## Supplied records
__________

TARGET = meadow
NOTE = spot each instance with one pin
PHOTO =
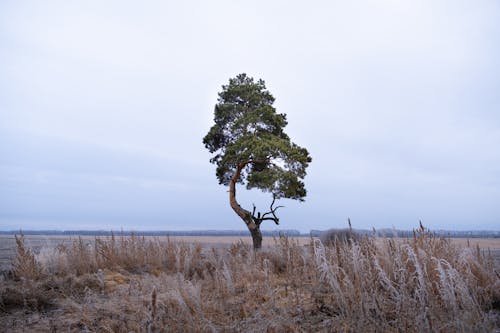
(159, 284)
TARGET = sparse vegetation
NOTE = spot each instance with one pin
(133, 284)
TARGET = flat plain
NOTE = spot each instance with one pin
(39, 242)
(219, 284)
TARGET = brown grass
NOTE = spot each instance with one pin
(134, 284)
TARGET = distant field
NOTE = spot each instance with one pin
(37, 242)
(147, 284)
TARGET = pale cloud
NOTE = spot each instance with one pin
(103, 107)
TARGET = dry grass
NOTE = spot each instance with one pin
(134, 284)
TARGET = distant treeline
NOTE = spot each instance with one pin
(219, 233)
(244, 233)
(410, 233)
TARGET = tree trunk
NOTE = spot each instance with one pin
(244, 214)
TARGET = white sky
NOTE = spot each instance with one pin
(103, 107)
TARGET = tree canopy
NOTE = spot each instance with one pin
(248, 138)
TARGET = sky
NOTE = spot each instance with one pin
(104, 104)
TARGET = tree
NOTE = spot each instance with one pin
(250, 148)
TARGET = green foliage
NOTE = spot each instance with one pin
(248, 134)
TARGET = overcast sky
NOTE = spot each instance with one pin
(104, 104)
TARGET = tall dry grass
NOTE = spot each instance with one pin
(130, 284)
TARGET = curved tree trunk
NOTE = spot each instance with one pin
(244, 214)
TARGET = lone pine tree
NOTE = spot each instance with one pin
(250, 148)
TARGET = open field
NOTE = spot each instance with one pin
(219, 284)
(36, 243)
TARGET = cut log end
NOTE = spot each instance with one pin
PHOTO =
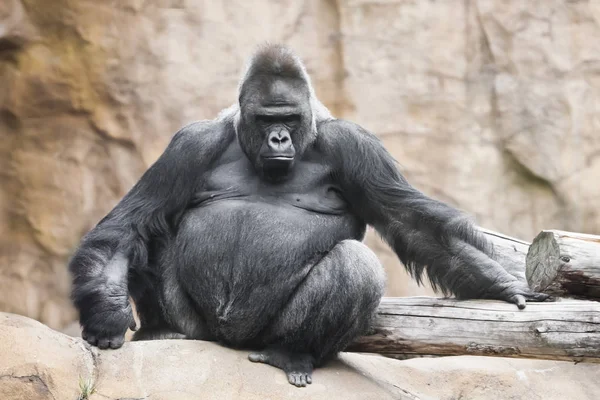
(565, 264)
(543, 261)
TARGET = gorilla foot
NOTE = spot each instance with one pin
(298, 367)
(156, 334)
(103, 341)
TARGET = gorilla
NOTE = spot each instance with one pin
(247, 231)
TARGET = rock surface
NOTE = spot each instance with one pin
(39, 363)
(490, 105)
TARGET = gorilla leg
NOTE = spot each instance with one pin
(334, 305)
(153, 325)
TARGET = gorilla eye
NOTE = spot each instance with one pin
(273, 119)
(290, 118)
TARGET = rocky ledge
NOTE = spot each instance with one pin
(39, 363)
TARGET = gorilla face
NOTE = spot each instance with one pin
(275, 124)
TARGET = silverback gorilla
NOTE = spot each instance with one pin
(247, 231)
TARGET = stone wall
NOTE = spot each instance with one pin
(490, 105)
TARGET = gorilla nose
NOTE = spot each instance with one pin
(280, 140)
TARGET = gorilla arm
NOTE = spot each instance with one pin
(101, 264)
(427, 235)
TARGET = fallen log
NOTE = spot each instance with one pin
(563, 330)
(565, 264)
(509, 252)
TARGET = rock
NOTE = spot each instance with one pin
(490, 105)
(39, 363)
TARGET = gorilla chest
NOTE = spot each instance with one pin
(309, 187)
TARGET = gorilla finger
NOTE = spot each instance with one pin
(519, 300)
(91, 339)
(540, 297)
(257, 357)
(115, 343)
(133, 325)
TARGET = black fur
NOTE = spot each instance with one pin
(227, 238)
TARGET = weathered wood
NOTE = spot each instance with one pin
(563, 330)
(509, 252)
(565, 264)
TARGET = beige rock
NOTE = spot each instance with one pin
(490, 105)
(39, 363)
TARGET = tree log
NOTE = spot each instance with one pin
(565, 264)
(509, 252)
(562, 330)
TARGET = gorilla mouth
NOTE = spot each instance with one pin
(277, 167)
(279, 158)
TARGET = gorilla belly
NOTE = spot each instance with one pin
(240, 260)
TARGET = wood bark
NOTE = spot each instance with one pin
(563, 330)
(565, 264)
(509, 252)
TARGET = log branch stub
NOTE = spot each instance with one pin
(565, 264)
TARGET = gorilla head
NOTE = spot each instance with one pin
(276, 122)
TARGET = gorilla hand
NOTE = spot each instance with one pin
(105, 324)
(515, 291)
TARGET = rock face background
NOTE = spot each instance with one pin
(490, 105)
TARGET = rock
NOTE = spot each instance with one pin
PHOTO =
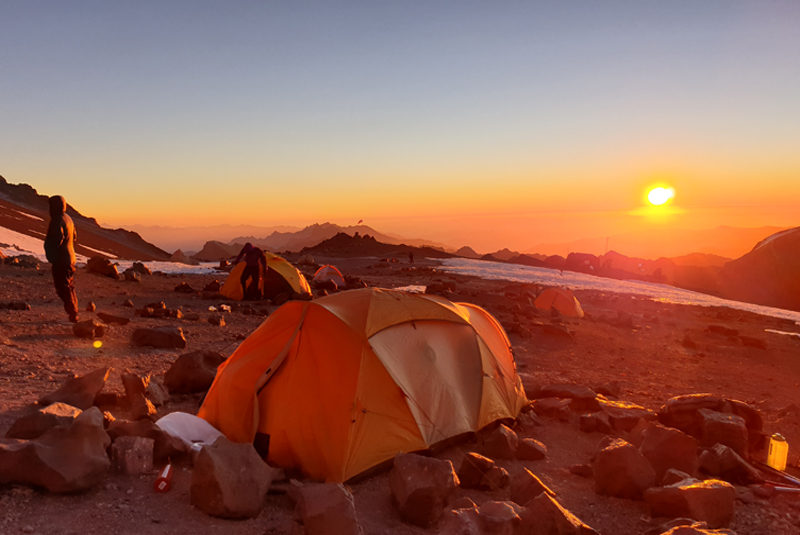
(131, 275)
(673, 476)
(64, 459)
(556, 407)
(624, 415)
(545, 516)
(141, 268)
(727, 429)
(500, 443)
(184, 288)
(230, 480)
(667, 447)
(216, 319)
(621, 471)
(89, 329)
(421, 487)
(711, 501)
(78, 391)
(36, 423)
(102, 266)
(193, 372)
(132, 455)
(531, 450)
(724, 462)
(110, 318)
(164, 337)
(525, 486)
(165, 446)
(324, 509)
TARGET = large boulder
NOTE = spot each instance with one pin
(230, 480)
(545, 516)
(163, 337)
(100, 265)
(78, 391)
(324, 509)
(721, 428)
(709, 501)
(421, 487)
(193, 372)
(65, 459)
(667, 447)
(621, 471)
(36, 423)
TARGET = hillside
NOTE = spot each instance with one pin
(24, 210)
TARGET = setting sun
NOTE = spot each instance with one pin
(659, 196)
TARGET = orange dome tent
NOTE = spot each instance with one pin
(280, 277)
(329, 273)
(561, 299)
(343, 383)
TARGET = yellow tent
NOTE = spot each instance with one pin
(561, 299)
(342, 383)
(280, 277)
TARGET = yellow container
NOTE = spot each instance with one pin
(778, 452)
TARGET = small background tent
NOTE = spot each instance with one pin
(281, 277)
(343, 383)
(329, 273)
(561, 299)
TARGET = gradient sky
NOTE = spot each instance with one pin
(491, 124)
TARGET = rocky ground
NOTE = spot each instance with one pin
(649, 350)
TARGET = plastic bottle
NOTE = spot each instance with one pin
(164, 481)
(778, 451)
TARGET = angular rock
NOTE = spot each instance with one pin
(230, 480)
(500, 443)
(165, 446)
(193, 372)
(64, 459)
(89, 329)
(132, 455)
(723, 462)
(621, 471)
(110, 318)
(78, 391)
(525, 486)
(36, 423)
(324, 509)
(667, 447)
(421, 487)
(711, 501)
(164, 337)
(727, 429)
(624, 415)
(545, 516)
(531, 450)
(583, 398)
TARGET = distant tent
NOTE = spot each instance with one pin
(329, 273)
(562, 300)
(281, 277)
(343, 383)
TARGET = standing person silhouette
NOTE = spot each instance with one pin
(254, 260)
(59, 247)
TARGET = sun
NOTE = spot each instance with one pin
(660, 195)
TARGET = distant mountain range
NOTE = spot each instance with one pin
(724, 241)
(24, 210)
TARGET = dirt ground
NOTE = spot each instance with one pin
(649, 361)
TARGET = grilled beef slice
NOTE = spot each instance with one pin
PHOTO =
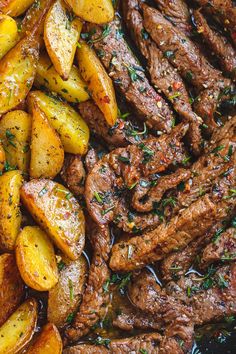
(163, 75)
(218, 44)
(129, 76)
(122, 168)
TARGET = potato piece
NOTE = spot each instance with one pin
(95, 11)
(2, 158)
(61, 34)
(65, 297)
(72, 129)
(10, 216)
(17, 72)
(8, 34)
(36, 259)
(15, 134)
(18, 330)
(73, 90)
(47, 342)
(59, 214)
(11, 286)
(47, 154)
(99, 83)
(15, 8)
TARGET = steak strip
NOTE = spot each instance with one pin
(126, 72)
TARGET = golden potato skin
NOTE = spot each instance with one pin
(99, 83)
(74, 89)
(18, 330)
(36, 259)
(8, 34)
(48, 341)
(15, 134)
(18, 66)
(59, 214)
(12, 287)
(10, 216)
(47, 154)
(72, 129)
(61, 34)
(65, 297)
(95, 11)
(15, 8)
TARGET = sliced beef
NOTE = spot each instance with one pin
(140, 344)
(223, 249)
(218, 44)
(73, 174)
(126, 72)
(145, 198)
(122, 168)
(163, 75)
(224, 11)
(177, 12)
(121, 134)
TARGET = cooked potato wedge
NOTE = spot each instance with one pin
(10, 216)
(61, 34)
(15, 135)
(2, 158)
(72, 129)
(18, 330)
(59, 214)
(65, 297)
(8, 34)
(47, 154)
(36, 259)
(15, 8)
(11, 286)
(17, 72)
(48, 341)
(99, 83)
(73, 90)
(95, 11)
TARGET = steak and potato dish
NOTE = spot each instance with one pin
(117, 176)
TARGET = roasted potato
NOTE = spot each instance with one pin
(95, 11)
(73, 90)
(59, 214)
(47, 154)
(65, 297)
(99, 83)
(15, 135)
(10, 215)
(2, 158)
(8, 34)
(18, 330)
(47, 342)
(15, 8)
(61, 34)
(36, 259)
(72, 129)
(11, 286)
(17, 72)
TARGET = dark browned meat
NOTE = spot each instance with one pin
(223, 249)
(176, 11)
(73, 174)
(122, 168)
(163, 75)
(218, 44)
(121, 134)
(144, 343)
(94, 302)
(224, 11)
(144, 197)
(126, 72)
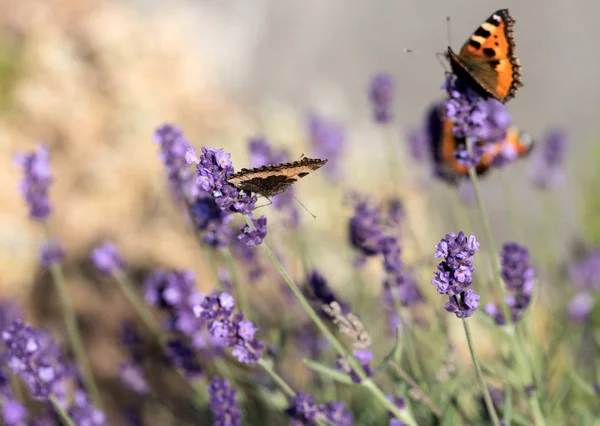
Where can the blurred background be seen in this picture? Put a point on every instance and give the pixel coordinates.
(93, 79)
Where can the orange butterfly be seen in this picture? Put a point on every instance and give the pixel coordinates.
(444, 145)
(486, 59)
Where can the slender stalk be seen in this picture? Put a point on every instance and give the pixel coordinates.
(401, 414)
(495, 265)
(276, 378)
(434, 409)
(75, 338)
(237, 285)
(62, 413)
(484, 389)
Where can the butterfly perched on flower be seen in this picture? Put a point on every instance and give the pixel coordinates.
(273, 179)
(486, 61)
(444, 145)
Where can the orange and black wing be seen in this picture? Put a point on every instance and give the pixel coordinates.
(487, 60)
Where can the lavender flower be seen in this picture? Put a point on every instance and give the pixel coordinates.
(107, 259)
(223, 403)
(32, 355)
(13, 413)
(454, 274)
(328, 141)
(36, 181)
(321, 291)
(381, 94)
(547, 165)
(84, 413)
(213, 167)
(254, 236)
(173, 149)
(51, 252)
(580, 306)
(484, 120)
(232, 329)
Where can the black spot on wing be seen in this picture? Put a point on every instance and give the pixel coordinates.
(494, 20)
(475, 44)
(482, 32)
(489, 52)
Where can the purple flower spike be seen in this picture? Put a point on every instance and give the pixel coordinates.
(36, 181)
(174, 150)
(13, 413)
(33, 355)
(223, 403)
(232, 330)
(547, 165)
(106, 258)
(254, 237)
(454, 274)
(381, 94)
(483, 120)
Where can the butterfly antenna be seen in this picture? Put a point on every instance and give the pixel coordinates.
(264, 205)
(304, 207)
(448, 32)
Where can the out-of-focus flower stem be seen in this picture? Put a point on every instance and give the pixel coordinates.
(73, 330)
(401, 414)
(484, 389)
(64, 416)
(495, 266)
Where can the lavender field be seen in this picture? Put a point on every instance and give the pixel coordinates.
(271, 213)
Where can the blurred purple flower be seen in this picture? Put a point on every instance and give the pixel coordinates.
(328, 141)
(381, 95)
(254, 236)
(13, 412)
(247, 255)
(132, 376)
(580, 306)
(223, 403)
(232, 329)
(584, 272)
(454, 273)
(173, 149)
(106, 258)
(321, 291)
(36, 181)
(33, 355)
(84, 413)
(518, 275)
(547, 164)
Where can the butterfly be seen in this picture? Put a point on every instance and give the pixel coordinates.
(444, 144)
(273, 179)
(486, 61)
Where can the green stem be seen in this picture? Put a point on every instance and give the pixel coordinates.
(73, 330)
(64, 416)
(241, 297)
(401, 414)
(276, 378)
(484, 389)
(495, 265)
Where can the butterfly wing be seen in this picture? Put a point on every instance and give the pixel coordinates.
(487, 59)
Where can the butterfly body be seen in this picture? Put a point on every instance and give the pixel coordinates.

__________

## Problem description
Look through the material above for the word "potato" and copy every line that has it.

## Written answer
TARGET = potato piece
TARGET = golden potato skin
TARGET = cooked potato wedge
TARGET = steak and potato dish
TARGET = roasted potato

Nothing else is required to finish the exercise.